■ Written instruction ■
Update the records from the line containing "In this exercise you will pick out the bay" through the end of the records by changing every "tab" to "comma". Leave everything else as it is, and give back only those lines.

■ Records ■
+ + + + + + +

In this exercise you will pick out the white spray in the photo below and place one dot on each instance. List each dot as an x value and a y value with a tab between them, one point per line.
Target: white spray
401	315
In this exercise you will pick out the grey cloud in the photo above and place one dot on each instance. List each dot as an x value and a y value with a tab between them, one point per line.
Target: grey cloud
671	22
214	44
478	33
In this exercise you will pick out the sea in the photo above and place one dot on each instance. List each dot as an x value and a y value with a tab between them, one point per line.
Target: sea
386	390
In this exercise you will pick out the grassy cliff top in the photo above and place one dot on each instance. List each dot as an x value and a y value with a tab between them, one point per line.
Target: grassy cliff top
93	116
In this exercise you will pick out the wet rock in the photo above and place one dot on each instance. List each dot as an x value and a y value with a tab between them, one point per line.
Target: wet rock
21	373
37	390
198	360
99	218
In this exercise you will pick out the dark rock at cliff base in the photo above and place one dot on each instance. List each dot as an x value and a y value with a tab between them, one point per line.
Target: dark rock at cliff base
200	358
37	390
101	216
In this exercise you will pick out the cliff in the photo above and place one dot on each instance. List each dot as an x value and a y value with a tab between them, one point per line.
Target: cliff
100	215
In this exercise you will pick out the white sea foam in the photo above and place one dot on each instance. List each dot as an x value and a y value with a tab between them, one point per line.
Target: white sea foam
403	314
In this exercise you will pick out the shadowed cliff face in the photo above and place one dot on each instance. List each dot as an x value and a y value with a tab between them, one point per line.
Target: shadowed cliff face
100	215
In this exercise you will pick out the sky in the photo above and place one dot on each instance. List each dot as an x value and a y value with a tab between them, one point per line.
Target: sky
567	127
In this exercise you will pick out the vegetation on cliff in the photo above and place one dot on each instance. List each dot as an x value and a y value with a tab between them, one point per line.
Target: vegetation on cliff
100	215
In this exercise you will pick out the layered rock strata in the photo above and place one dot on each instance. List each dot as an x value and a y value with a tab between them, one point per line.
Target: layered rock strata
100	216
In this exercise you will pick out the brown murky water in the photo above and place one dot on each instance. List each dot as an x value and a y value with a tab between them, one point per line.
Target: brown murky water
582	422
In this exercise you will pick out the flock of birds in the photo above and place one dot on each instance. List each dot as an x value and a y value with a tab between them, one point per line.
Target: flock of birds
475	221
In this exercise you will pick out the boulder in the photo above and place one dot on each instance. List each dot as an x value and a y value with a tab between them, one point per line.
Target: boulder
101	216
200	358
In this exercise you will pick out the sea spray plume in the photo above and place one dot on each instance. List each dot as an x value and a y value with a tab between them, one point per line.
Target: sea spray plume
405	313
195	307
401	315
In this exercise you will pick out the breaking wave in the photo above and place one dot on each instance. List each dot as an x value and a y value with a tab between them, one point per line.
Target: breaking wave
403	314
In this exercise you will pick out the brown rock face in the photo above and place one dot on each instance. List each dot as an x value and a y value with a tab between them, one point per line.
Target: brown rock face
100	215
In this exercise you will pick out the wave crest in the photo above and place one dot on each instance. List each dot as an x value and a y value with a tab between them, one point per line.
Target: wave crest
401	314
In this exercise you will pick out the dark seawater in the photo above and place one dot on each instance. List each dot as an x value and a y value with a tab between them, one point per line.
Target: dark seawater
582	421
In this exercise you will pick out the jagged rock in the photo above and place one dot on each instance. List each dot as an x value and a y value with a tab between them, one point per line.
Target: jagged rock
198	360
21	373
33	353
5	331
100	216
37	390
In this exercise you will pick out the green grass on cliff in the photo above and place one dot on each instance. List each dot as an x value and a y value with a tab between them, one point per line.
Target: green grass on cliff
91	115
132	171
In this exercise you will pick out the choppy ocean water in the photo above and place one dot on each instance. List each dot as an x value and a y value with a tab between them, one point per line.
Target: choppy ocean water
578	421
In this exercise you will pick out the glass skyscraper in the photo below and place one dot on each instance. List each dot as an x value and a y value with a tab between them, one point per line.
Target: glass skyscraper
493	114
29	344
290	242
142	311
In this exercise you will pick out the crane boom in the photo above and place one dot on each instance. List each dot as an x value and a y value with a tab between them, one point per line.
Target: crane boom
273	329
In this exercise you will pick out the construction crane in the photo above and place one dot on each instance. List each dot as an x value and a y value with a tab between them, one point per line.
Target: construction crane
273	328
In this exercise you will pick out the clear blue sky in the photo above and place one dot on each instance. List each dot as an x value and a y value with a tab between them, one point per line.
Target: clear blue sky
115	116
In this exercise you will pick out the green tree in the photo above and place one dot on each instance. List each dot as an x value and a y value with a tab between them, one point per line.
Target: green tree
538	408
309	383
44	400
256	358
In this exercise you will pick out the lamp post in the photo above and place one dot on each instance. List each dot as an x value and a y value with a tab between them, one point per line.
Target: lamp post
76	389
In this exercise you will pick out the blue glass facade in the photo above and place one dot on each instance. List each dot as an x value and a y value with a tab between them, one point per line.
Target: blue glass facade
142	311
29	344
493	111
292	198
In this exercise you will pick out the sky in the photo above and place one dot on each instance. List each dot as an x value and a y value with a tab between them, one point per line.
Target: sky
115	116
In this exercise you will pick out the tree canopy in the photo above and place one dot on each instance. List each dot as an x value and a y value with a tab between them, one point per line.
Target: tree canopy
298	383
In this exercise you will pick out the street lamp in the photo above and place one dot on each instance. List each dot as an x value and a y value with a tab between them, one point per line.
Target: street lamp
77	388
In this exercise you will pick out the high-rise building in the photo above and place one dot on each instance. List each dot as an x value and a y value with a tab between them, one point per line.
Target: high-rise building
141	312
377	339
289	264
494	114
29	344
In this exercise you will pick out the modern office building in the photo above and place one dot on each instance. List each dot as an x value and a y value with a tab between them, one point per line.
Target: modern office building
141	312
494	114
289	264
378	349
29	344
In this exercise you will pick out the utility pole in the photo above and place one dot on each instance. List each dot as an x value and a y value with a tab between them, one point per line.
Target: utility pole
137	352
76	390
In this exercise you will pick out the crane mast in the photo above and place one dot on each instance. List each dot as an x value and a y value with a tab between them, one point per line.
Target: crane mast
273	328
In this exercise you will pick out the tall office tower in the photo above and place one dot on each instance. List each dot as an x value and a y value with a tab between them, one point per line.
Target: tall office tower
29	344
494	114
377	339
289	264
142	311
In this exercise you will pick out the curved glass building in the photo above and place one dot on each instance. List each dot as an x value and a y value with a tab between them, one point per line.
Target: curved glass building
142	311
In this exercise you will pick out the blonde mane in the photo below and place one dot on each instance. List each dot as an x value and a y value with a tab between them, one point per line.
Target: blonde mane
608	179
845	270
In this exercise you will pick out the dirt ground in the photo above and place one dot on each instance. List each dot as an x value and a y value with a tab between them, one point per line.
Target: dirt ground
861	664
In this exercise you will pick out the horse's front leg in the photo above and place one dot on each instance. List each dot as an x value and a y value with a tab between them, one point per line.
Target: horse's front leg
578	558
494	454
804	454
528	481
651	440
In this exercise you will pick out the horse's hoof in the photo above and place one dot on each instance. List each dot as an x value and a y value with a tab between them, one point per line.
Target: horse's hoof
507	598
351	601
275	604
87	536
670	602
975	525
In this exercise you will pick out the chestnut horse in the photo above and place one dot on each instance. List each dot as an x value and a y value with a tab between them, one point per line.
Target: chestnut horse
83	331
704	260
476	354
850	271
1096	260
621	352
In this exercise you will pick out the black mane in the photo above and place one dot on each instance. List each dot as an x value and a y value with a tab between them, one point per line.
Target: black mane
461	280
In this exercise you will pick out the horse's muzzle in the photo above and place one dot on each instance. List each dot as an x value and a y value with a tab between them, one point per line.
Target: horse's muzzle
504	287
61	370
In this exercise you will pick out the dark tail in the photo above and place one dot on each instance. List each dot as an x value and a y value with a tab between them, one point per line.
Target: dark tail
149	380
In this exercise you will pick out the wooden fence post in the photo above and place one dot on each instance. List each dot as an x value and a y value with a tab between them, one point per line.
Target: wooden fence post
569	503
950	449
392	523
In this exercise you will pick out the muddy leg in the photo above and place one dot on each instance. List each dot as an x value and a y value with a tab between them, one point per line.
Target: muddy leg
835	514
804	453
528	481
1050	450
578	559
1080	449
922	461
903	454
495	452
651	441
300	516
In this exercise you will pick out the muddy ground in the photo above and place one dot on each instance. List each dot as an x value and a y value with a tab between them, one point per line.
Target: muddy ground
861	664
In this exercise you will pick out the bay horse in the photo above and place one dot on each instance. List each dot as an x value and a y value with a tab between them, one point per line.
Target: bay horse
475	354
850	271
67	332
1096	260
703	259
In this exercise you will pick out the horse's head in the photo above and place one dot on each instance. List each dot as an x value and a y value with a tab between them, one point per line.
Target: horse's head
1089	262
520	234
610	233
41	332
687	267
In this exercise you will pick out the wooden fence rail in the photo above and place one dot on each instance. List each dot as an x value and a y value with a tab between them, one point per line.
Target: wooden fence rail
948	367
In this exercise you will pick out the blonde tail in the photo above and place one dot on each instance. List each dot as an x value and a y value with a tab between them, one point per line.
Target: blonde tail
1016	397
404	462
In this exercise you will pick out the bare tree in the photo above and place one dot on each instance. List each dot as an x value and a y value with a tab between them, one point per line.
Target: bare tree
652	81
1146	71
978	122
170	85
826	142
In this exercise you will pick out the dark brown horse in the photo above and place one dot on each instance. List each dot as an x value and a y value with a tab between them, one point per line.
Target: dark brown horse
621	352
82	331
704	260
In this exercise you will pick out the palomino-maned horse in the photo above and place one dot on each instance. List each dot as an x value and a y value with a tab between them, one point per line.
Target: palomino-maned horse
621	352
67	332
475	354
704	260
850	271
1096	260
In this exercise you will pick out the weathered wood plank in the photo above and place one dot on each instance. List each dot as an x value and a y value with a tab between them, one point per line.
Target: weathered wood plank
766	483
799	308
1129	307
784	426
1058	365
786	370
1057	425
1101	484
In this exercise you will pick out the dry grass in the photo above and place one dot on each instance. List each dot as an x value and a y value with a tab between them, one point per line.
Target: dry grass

+ + + + + + +

■ Exercise output ■
In this exercise you will pick out the bay horse in the photo above and place one dot on each instance. List each dot as an x value and a y value with a comma between them, one point per line.
Target: bay horse
475	354
850	271
67	332
1096	260
703	259
In this exercise you will pick out the horse's head in the photo above and place one dot on each instance. List each dot as an x value and a y value with a comma between them, one point per line.
Target: horse's head
1089	262
520	234
610	233
41	332
687	267
In this exercise you will pick out the wooden fence rail in the photo above and place one dot on each instance. List each dot as an x value and a y value with a comma between them, one point per line.
Target: wooden fence rail
948	367
In this exercise you will pick out the blonde tail in the photo above and place one dot on each instance. List each dot as an x value and a y value with a comma between them, one point per line.
Target: blonde tail
1016	397
404	462
In this exercise you will pick out the bare tree in the photo above and place one dot on each instance. List each dot as an x value and a y value with a comma between them, one point per line.
Target: bare tree
652	81
1146	71
978	122
170	85
826	142
In this exercise you will pick out the dark brown horse in the photo above and place one dot on each instance. List each dot as an x value and a y value with a comma between them, one point per line.
Target: dark brown horse
621	352
82	331
704	260
In this exercise you will pick out the palomino-maned horse in the photo above and place one dot on each instance. List each dot as an x value and a y value with a comma between them, one point per line.
Target: palomino-maned horse
621	352
67	332
475	354
704	260
850	271
1096	260
In this exercise you will pick out the weathered wood plank in the photo above and place one dot on each instance. List each dot as an x value and a y value with a comma between them, one point per line.
Target: weathered wood plank
766	483
799	308
1129	307
784	426
1058	365
786	370
1057	425
1101	484
In this exercise you will pick out the dry grass in the photo above and place one dot on each instance. List each dot as an x value and a y value with a comma between them, one point per line.
Target: dry grass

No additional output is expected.